### Travail demandé
Selon le portrait du sommelier Eric Sertour ci-dessous, pourquoi Jean Frambourg lui propose-t-il en 1984 de rejoindre l'équipe du Pétrus, et pourquoi Eric se dit-il alors perplexe ? Répondez en une à trois phrases.

### Texte proposé
Une vie partagée entre la restauration et le vin, un profond attachement à la formation des jeunes et un pied dans le Net depuis deux ans. Parcours d'un sommelier heureux et volontaire.
Sylvie Soubes
Eric Sertour a derrière lui un parcours fait de passions et de découvertes.
A 7 ans, il voulait déjà
travailler dans un restaurant. A 10, il aidait sa mère à faire la cuisine et lorsqu'il a
annoncé, à 15 ans, alors qu'il passait en seconde, qu'il quittait l'école pour un
apprentissage, ce
fut la 'honte'. Peu de personnes, autour de lui, comprirent sa démarche. Qu'importe. Eric
était décidé à aller au bout de sa passion. Sa première rencontre avec la profession
est marquée d'une croix blanche. "J'ai démarré chez Jacques Pic. Un grand
Monsieur. Il reste mon maître à penser. Il était très dur au travail mais très juste."
Eric Sertour se souvient aussi du père André Pic. "J'étais chargé de lui
apporter son repas." Alors qu'il fait ses études au CFA de Livron, Jacques Pic
l'inscrit à Suze-Larousse. Il fait ainsi partie de la première promotion de
sommelier-conseil de l'université de Suze-Larousse. En 1979, il devient officiellement
sommelier, mais il participe depuis un an déjà au concours du Meilleur sommelier de
France. Il n'obtiendra jamais le titre, mais il ne regrette pas l'aventure. "Une
leçon d'humilité". En 1984, Jean Frambourg, alors président de l'Association
des sommeliers de France, lui propose de rejoindre l'équipe du Pétrus. Leur sommelier
vient d'avoir un accident. "J'étais perplexe. Monter à Paris était une
aventure. La capitale, c'était le bout du monde pour moi." Le pas franchi, Eric
constate que le travail est pourtant "plus dur" en province qu'à Paris.
"Chez Pétrus, nous avions deux jours de repos et puis je gagnais deux à trois
fois ce qu'on gagnait en province." Pendant son remplacement, Eric va "refaire
la cave". "Une cave doit être rangée, jolie à regarder. Aujourd'hui,
quand j'ai des apprentis, je leur apprends d'abord l'empilage... Les bouteilles, les
étiquettes parlent. Une cave doit refléter la personnalité du sommelier."

### Données fournies

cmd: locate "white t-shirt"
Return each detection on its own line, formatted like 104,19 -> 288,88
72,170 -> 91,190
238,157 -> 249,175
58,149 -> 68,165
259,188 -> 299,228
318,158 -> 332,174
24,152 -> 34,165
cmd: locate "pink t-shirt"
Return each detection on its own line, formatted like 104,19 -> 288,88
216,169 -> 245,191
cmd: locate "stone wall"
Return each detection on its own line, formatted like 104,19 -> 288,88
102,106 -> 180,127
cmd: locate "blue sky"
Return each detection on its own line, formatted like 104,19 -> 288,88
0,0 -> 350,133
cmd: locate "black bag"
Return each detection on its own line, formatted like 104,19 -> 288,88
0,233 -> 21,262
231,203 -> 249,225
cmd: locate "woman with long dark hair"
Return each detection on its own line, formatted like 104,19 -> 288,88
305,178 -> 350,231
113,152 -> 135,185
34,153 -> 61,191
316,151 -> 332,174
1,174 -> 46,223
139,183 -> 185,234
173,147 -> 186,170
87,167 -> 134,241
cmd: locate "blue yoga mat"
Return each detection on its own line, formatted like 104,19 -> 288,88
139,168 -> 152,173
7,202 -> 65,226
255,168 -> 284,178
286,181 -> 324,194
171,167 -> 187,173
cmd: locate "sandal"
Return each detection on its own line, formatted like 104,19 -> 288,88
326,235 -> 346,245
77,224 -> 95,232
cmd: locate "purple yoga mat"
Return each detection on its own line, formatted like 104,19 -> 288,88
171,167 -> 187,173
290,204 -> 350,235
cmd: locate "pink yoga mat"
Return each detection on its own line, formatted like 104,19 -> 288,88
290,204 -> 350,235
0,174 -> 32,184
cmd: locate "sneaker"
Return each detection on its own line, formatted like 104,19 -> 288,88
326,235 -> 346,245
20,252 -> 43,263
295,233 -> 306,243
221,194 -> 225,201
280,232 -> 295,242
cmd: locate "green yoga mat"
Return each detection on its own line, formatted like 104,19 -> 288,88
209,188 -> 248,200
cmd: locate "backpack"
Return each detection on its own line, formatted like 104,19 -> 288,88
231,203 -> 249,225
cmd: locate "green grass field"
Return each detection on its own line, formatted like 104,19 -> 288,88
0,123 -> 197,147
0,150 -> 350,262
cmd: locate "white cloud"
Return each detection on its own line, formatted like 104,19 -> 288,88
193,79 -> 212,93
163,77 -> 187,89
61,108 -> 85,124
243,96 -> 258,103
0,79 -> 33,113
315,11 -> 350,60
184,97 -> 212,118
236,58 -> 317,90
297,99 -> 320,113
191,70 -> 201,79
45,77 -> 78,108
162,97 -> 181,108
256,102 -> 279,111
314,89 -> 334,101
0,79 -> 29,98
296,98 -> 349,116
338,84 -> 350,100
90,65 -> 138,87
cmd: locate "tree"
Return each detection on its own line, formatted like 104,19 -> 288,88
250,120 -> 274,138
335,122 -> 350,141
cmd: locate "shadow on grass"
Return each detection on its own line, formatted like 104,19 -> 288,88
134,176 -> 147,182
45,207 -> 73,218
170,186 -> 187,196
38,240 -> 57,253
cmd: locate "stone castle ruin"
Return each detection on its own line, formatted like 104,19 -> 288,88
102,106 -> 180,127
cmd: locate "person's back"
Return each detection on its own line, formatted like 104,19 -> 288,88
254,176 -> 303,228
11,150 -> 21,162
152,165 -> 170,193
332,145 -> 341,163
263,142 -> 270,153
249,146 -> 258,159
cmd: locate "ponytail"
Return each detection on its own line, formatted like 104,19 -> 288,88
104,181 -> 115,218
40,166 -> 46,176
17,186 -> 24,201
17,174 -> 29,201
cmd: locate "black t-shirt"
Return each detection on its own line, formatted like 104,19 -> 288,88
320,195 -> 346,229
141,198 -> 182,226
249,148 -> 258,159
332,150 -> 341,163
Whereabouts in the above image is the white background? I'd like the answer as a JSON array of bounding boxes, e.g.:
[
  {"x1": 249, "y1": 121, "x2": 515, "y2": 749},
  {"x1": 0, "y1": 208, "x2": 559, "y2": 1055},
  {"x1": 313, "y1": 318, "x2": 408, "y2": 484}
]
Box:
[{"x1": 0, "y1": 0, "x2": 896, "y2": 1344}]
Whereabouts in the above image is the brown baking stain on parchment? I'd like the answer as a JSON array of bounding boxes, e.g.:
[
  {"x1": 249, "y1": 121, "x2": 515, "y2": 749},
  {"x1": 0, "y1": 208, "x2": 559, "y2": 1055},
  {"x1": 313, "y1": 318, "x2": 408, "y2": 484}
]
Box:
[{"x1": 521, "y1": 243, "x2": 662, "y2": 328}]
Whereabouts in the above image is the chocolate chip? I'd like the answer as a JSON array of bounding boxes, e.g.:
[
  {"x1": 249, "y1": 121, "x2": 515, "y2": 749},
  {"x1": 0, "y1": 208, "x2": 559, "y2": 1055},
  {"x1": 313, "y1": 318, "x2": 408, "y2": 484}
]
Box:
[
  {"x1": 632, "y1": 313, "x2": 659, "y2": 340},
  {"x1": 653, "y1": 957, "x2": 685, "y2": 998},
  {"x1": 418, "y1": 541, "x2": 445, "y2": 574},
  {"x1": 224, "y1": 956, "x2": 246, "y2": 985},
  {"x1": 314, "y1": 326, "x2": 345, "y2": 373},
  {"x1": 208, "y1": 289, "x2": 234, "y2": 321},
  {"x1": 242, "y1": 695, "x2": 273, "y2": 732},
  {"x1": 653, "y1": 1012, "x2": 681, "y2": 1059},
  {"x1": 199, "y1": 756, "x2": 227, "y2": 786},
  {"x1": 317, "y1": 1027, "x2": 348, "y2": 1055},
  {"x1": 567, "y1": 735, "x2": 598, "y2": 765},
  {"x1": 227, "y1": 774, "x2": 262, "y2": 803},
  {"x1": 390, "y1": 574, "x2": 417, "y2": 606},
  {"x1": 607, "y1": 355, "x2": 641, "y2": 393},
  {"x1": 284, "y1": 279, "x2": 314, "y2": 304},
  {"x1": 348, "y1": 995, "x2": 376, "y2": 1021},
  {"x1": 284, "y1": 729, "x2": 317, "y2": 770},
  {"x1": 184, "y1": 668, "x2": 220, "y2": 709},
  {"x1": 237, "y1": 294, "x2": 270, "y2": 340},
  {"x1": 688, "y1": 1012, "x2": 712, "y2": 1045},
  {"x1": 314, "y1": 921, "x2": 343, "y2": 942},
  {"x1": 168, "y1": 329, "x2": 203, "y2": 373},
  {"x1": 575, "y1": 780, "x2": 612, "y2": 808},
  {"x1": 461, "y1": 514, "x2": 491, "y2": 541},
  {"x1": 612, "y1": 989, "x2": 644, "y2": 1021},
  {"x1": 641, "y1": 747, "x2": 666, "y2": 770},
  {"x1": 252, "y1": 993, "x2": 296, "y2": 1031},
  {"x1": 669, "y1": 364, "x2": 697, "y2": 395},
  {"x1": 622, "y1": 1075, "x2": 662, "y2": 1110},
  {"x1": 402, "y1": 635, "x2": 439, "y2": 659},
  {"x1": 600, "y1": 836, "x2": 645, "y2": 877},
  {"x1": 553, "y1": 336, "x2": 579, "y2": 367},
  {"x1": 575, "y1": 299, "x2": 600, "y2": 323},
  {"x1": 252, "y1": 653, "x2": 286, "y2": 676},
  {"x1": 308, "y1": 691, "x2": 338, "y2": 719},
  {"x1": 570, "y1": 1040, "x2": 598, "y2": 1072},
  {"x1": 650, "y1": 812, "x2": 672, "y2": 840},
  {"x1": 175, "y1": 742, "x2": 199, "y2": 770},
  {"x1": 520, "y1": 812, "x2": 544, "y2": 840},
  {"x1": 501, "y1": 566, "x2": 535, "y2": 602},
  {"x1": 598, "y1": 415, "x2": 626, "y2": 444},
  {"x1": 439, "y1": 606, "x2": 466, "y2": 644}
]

### Réponse complète
Jean Frambourg lui fait cette proposition parce que le sommelier du Pétrus vient d'avoir un accident. Eric est perplexe, car monter à Paris représentait pour lui une aventure : la capitale, c'était le bout du monde.